(Excerpts from a dataset)
· · · · ·
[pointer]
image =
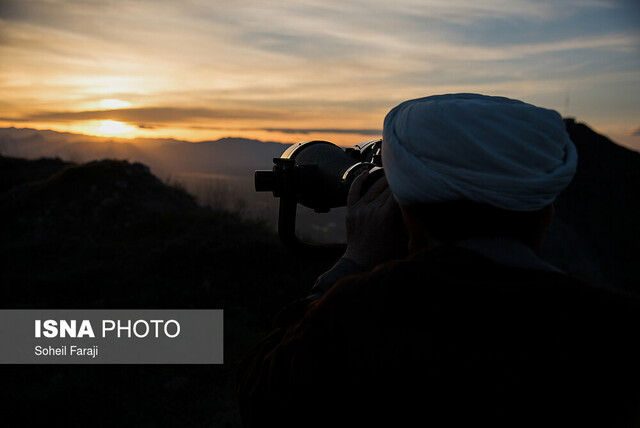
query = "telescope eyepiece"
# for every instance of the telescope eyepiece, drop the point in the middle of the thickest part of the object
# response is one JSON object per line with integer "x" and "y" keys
· · · · ·
### [Task prompt]
Write out each entry exactly, images excluded.

### [Result for this task]
[pointer]
image =
query = "telescope eyepiece"
# for every instance of the telescope eyepiece, drop the point in the middle of the thickest part of the object
# response is one JSON object per line with integer "x" and "y" keys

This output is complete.